Reproduce all of the material below word for word, leaving out the pictures.

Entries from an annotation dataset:
* * * *

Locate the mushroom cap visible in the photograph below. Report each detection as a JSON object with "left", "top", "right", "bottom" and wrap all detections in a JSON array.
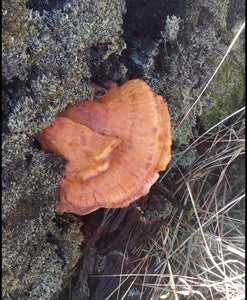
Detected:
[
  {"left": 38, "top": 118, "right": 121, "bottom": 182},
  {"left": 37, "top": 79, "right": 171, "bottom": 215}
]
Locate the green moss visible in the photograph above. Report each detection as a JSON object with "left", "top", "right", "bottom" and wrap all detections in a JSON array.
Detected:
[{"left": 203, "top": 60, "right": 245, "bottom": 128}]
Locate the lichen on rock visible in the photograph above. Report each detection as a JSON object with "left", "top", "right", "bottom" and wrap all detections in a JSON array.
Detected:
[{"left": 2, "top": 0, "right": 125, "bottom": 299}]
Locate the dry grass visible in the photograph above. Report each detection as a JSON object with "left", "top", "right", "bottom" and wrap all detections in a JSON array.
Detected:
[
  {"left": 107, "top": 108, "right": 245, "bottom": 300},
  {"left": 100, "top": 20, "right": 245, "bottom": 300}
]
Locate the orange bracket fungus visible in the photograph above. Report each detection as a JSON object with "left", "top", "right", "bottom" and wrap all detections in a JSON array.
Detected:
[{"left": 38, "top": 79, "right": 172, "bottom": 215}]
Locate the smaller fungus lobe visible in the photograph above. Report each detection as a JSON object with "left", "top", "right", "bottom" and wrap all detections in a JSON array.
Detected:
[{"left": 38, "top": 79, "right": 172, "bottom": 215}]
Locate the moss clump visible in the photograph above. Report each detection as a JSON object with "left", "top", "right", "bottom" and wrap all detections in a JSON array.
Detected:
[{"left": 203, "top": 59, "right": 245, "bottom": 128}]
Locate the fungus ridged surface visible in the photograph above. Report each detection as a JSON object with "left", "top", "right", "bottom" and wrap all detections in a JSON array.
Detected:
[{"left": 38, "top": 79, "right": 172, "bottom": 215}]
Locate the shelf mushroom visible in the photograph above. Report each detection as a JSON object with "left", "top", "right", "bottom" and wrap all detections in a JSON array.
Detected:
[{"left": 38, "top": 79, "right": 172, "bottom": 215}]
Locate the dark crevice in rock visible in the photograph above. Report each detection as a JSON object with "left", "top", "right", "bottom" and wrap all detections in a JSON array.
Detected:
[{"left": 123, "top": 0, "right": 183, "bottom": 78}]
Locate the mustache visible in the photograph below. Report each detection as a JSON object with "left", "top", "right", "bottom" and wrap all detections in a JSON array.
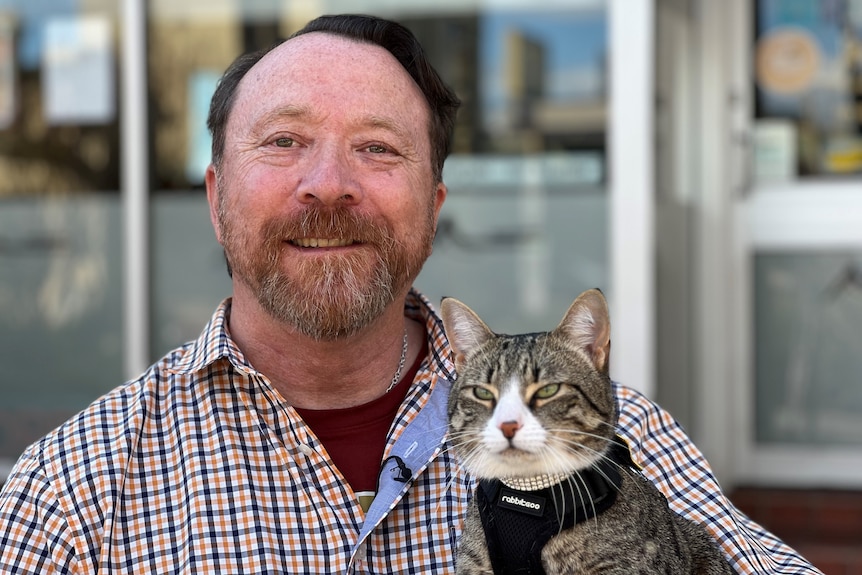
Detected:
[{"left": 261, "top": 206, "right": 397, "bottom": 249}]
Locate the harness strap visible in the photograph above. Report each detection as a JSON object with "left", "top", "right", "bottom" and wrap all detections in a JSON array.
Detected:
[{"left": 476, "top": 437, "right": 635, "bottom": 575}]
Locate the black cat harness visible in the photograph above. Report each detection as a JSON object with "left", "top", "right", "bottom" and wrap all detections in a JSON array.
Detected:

* * * *

> **Written answer**
Locate the mushroom cap visible in the photograph below. Report each detection as a JSON object with "left", "top", "right", "bottom" and wrap all detections in a JSON array.
Detected:
[
  {"left": 38, "top": 118, "right": 121, "bottom": 182},
  {"left": 37, "top": 79, "right": 171, "bottom": 215}
]
Locate the green moss visible in the photograph above. Report each detection as a JSON object with "left", "top", "right", "bottom" and wrap all detections in a JSON array.
Detected:
[{"left": 203, "top": 60, "right": 245, "bottom": 128}]
Locate the lichen on rock visible in the photograph above. Report each detection as a JSON object with "left", "top", "right", "bottom" and wrap all detections in a JSON array.
Detected:
[{"left": 2, "top": 0, "right": 125, "bottom": 299}]
Locate the dry grass visible in the photograph above. Report each detection as a JSON object with "left", "top", "right", "bottom" and wrap all detections in a JSON array.
Detected:
[
  {"left": 107, "top": 108, "right": 245, "bottom": 300},
  {"left": 100, "top": 20, "right": 245, "bottom": 300}
]
Locate the orange bracket fungus visible in the photograph above. Report each detection as a JSON object with "left", "top", "right", "bottom" and wrap all detections in a JSON array.
Detected:
[{"left": 38, "top": 79, "right": 172, "bottom": 215}]
Locate the smaller fungus lobe visible in the photograph above. Report each detection as a JSON object with "left", "top", "right", "bottom" and wrap all detections in a JSON array.
Detected:
[{"left": 38, "top": 79, "right": 172, "bottom": 215}]
Locate the moss clump visible in the photograph above. Report each detection as a JSON object with "left", "top", "right", "bottom" and wrap all detections in a JSON array.
Detected:
[{"left": 203, "top": 59, "right": 245, "bottom": 128}]
Locate the fungus ridged surface visible in the photograph above. Report each detection as a JSON object with "left", "top", "right", "bottom" and wrap all detections in a JSON array.
Detected:
[{"left": 38, "top": 79, "right": 172, "bottom": 215}]
Locate the shelf mushroom visible in the photograph above. Report each detection as a JSON object with "left", "top", "right", "bottom" and wrap all detections in a JSON array.
Detected:
[{"left": 38, "top": 79, "right": 172, "bottom": 215}]
Locate the dark crevice in rock visible in the photograph above. Report each detection as a JSON object with "left", "top", "right", "bottom" and wrap all detections in a JSON array.
Detected:
[{"left": 123, "top": 0, "right": 183, "bottom": 78}]
Locate the mustache visible in the photograph below. Report each detection as a JSON object with "left", "top", "right", "bottom" and wrap all detections in a JSON array.
Detected:
[{"left": 261, "top": 206, "right": 397, "bottom": 249}]
Locate the harness strap visible in the photograph above. Report each detection as a JSON object with "left", "top", "right", "bottom" and wrap all detections in a JSON array.
Detected:
[{"left": 476, "top": 437, "right": 635, "bottom": 575}]
Locate the black cat harness visible in the photograph above. Report each detection as a JSON object with "left", "top", "right", "bottom" and wrap all detections in a JSON array.
Detected:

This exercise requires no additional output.